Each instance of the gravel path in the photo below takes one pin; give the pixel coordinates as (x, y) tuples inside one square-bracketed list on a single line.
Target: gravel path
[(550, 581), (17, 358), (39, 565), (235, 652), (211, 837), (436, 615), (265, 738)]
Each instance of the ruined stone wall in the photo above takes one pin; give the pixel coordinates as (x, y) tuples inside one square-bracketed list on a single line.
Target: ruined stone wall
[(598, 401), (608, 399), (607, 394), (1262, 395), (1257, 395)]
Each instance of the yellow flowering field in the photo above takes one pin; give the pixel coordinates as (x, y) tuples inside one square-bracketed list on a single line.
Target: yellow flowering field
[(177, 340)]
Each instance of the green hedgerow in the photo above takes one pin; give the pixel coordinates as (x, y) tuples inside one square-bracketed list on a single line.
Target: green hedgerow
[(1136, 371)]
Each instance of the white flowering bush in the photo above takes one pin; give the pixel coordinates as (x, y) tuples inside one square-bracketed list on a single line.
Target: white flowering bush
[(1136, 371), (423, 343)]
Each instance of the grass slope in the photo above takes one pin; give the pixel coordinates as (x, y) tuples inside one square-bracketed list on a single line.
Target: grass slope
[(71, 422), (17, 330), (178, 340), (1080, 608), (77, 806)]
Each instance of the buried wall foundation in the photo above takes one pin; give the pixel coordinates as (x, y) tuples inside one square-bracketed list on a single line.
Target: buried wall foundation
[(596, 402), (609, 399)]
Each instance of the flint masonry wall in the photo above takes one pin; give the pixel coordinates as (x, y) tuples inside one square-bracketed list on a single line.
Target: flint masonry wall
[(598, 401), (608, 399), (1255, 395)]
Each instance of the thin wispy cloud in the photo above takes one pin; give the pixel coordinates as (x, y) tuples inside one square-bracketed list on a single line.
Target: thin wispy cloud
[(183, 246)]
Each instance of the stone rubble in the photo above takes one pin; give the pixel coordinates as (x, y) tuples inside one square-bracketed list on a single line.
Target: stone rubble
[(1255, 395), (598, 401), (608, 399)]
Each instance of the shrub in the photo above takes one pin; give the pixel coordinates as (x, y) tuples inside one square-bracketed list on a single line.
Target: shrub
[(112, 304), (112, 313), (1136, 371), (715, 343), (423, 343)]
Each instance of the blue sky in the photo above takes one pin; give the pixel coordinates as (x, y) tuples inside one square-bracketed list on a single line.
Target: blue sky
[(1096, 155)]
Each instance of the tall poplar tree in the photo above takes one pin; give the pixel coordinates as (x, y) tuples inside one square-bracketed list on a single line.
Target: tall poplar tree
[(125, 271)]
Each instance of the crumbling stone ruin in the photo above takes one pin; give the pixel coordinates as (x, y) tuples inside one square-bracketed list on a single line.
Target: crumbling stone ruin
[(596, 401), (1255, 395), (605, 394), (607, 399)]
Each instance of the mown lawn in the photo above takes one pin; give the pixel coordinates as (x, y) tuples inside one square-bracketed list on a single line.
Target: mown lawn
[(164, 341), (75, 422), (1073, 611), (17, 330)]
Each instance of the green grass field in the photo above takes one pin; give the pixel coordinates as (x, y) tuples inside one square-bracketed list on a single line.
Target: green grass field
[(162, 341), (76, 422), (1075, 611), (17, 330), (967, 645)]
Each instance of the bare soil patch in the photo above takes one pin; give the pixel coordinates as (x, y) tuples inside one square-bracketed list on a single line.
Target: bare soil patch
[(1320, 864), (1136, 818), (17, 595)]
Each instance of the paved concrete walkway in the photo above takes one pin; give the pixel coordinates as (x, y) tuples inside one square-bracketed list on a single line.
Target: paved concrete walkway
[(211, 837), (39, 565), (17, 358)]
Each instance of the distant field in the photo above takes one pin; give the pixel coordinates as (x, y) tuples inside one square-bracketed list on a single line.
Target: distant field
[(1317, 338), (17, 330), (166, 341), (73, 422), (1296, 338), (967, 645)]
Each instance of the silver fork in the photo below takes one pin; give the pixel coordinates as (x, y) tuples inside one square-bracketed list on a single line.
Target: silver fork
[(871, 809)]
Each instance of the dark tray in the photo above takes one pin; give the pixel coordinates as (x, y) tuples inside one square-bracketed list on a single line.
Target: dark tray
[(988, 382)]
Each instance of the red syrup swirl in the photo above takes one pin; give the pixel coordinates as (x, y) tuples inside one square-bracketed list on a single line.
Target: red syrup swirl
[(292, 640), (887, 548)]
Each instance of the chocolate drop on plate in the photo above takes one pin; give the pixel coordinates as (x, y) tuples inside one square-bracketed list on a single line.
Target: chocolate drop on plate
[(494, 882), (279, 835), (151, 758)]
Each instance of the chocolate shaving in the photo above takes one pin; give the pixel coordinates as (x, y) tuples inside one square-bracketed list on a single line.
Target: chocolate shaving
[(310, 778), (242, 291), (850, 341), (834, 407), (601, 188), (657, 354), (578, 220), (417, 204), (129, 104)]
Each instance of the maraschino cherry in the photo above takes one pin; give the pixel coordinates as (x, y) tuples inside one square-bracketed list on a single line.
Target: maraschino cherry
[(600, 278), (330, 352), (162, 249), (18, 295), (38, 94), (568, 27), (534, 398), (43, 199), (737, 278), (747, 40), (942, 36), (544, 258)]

________________________________________

Could you count the lines in the material above that include the word "below"? Give the count alone.

2